### 作業指示
本文について次の問いに答えよ。
1. 夏に電気の消費が多くなるのは、何をしながら過ごすからか。
2. 遊歩道を一列で歩いたのは、何への対応か。
3. 筆者が幼いころに隠れ場所を見つけたのはどこか。

### 本文

* * * *

時間(とき)

秋が通り過ぎていきます。短い夏はものすごく暑くて、エアコンを付けつつ窓も開けて、電気の消費は否応なく多くなります。人間の社会生活維持のために地球環境が疲弊し、CO2を減らさなければと危機感があるのに、疲弊したがために現れたウイルスの感染を予防するために、発電量を増やす方向になってしまいます。

そんなジレンマをもやもやと内に抱えながら、ある日園外へ散歩に出かけました。5歳児の面々は何か生き物を見つけたいと想いをふくらませているようです。遊歩道を一列で歩くのはコロナ対応ですが、何か見つければどれどれ。。。と頭を寄せ合ってしまうのですから、子どものしぜんさは健在です。私はマイペースなUくんに付き合いながら、散歩を味わいました。柵を掴みながら横歩き。低い塀の上を歩けるところまで歩く。地下水の滴る音に耳を近づけ、しばし動かず。公園の水飲み場の落ち口をのぞきこみ、水の出し方を探り、出ない水の吹き出す方を追って空を見上げる。木製のベンチの痛んだ側面をむしり、ブロックにのぼり、土管から聞こえる音(空気の反響)の秘密を知りたくて、そこに入っていきたいのを押しとどめられる。草のジャングルに踏み込む。ぬかるみに足が気づく。

なんともいろいろ試しているのです。そういえば、私も幼いころ家に帰宅後、のっぱらで同じような時の過ごし方をしていたな~と思い出しました。超マイペース。枯れたかやの葉のドームの中に隠れ場所を見つけ、息をひそめて誰かが見つけるまで隠れていたスリル。その場の生き物たちとの一体感。今でも身体が覚えている喜ばしい記憶です。誰かに指示はされませんから、それは子どもにとっては遥かなる冒険だったのでしょう。

草むらを行進していく5歳児の子どもたちに、へびがいるかもしれないよ!と声をかけると、どこどこどこと目を丸くし、隣家との境の塀に、へびを見たという想像話しが沸き起こり、これは抜け殻だと作り上げ、お話の世界にあっという間に入り込んで、数十年前の子どもとなんらかわらない、ゲーム世代の子どもたちが目の前にいたのでした。しあわせな時間(とき)。二度と同じときはないというふしぎ。もやもやは永遠の課題であることには変わりはないけれど、この地球との接触は太古から今につながるタイムトンネルなのだな〜と、想像してしまうのでした。

* * * *

(収集データ)
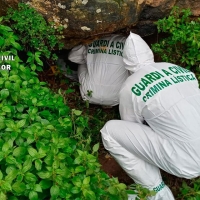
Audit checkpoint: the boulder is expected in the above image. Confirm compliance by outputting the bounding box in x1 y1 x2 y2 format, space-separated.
0 0 200 49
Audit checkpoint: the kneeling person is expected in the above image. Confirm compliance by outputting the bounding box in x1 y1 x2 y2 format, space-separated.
68 34 129 106
101 33 200 200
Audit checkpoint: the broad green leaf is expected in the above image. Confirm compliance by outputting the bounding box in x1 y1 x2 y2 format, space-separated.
13 147 26 157
83 189 96 200
71 187 81 194
58 153 67 160
32 98 37 105
2 106 11 112
22 156 32 173
75 166 85 173
1 181 12 191
16 104 24 112
28 191 38 200
50 185 60 198
92 143 99 153
0 192 7 200
72 109 82 116
35 159 42 171
12 182 26 194
37 171 52 179
24 172 37 183
17 119 26 128
83 176 90 185
39 180 52 190
6 155 16 164
34 184 42 192
2 142 10 152
0 170 3 180
0 89 9 99
28 147 38 157
72 176 82 187
74 156 83 164
108 186 117 194
5 169 18 182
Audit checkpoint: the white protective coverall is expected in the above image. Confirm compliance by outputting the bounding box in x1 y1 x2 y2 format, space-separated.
101 33 200 200
68 34 129 106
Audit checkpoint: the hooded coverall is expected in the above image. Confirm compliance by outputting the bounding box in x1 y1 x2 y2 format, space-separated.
101 33 200 200
68 34 129 106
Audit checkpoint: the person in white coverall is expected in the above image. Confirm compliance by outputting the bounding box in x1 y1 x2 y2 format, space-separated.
68 34 129 106
101 33 200 200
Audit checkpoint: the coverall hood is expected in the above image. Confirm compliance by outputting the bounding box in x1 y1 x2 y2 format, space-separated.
123 32 154 72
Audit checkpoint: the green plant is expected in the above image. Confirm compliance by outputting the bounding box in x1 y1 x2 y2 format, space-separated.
0 18 127 200
177 178 200 200
4 3 63 65
127 184 156 200
152 7 200 76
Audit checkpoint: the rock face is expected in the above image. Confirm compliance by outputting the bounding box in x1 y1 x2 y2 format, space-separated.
0 0 200 49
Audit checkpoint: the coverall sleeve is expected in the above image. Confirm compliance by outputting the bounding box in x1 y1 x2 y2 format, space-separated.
119 85 144 124
68 45 87 64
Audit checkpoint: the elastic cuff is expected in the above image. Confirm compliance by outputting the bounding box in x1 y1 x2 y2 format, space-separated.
153 181 165 192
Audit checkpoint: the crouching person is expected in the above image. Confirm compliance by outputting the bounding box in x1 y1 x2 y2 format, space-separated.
101 33 200 200
68 34 128 106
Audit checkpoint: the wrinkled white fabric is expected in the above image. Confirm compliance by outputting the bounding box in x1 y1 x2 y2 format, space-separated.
68 34 129 106
101 33 200 200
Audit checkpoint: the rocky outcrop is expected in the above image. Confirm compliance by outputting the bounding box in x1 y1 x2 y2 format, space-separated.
0 0 200 49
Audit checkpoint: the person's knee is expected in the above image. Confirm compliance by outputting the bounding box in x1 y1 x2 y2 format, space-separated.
101 120 120 134
100 120 118 149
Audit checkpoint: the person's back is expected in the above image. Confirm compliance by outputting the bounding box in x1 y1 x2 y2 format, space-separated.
122 63 200 142
69 35 128 106
101 33 200 200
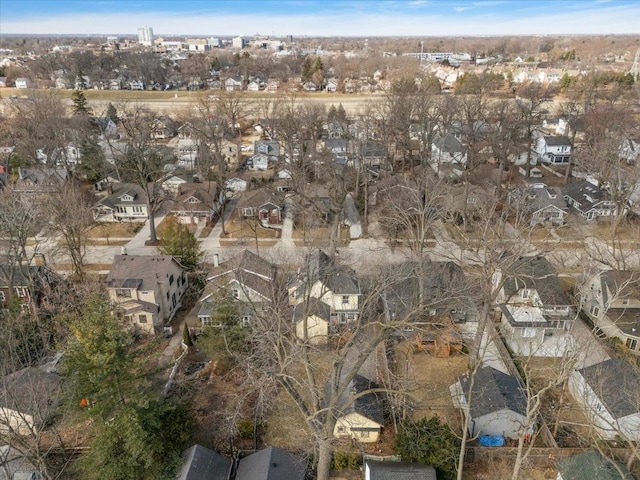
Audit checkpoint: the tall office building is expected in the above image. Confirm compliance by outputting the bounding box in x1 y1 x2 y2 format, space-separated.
138 26 153 47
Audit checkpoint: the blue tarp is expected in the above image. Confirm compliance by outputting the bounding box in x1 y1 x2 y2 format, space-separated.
480 435 504 447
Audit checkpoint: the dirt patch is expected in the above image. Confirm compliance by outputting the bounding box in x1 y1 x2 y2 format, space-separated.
395 341 468 431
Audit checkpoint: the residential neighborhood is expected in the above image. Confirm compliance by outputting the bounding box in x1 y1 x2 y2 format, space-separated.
0 14 640 480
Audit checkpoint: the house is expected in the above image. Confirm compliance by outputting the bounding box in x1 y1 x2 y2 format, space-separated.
106 254 187 333
563 180 618 220
15 77 33 89
556 450 635 480
247 140 280 170
225 177 247 194
235 447 307 480
492 255 572 316
327 374 384 443
580 270 640 355
198 250 278 327
500 304 575 357
569 358 640 441
534 135 571 165
176 445 233 480
289 250 362 324
449 366 532 439
149 116 176 140
508 183 569 226
0 445 41 480
92 183 149 222
0 258 55 314
169 182 225 225
364 460 437 480
0 366 62 438
236 188 283 228
431 133 467 176
224 75 244 92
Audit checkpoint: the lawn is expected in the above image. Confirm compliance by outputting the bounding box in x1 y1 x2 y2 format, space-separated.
89 222 144 239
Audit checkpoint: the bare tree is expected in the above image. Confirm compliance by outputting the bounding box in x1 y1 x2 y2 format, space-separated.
47 183 93 278
111 105 173 242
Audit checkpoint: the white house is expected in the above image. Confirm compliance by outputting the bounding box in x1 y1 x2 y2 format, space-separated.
534 135 571 165
580 270 640 355
569 358 640 441
93 183 149 222
16 77 33 89
449 366 533 439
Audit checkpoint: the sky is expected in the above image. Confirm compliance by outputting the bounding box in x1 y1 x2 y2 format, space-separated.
0 0 640 37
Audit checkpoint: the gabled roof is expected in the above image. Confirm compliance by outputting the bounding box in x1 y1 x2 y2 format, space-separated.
305 249 360 295
326 374 384 425
459 367 527 418
107 255 183 290
176 445 233 480
433 133 465 153
207 250 277 300
293 298 331 322
562 180 608 212
542 135 571 147
366 460 437 480
94 183 147 208
578 358 640 419
503 255 571 306
236 447 306 480
558 450 634 480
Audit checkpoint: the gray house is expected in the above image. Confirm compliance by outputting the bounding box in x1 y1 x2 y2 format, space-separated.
364 460 437 480
176 445 233 480
450 367 532 439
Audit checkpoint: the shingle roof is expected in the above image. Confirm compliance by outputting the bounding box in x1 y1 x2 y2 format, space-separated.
558 450 634 480
176 445 232 480
306 250 360 295
504 255 571 306
459 367 527 418
107 255 182 290
236 447 306 480
544 135 571 147
207 250 277 300
578 358 640 418
366 460 437 480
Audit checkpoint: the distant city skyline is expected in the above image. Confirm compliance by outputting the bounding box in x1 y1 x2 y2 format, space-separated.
0 0 640 37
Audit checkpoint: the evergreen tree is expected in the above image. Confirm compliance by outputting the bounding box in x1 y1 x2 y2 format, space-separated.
71 90 91 115
107 102 118 123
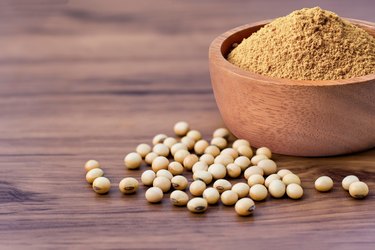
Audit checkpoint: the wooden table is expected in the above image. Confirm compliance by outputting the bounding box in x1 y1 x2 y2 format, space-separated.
0 0 375 249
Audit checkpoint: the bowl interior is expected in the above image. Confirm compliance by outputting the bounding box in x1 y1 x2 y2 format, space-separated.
217 18 375 86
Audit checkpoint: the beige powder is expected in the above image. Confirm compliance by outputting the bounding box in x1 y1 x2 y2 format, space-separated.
228 7 375 80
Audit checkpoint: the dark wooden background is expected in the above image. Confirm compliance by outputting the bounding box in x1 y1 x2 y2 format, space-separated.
0 0 375 249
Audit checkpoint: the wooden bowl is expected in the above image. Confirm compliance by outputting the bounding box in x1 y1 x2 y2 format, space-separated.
209 19 375 156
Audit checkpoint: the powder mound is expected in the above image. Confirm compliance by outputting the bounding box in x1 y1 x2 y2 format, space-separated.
228 7 375 80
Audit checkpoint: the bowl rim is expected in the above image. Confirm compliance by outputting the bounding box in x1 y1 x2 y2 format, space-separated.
209 18 375 87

* * * *

### 解答
1. エアコンを付けつつ窓も開けて過ごすから。
2. コロナ。
3. 枯れたかやの葉のドームの中。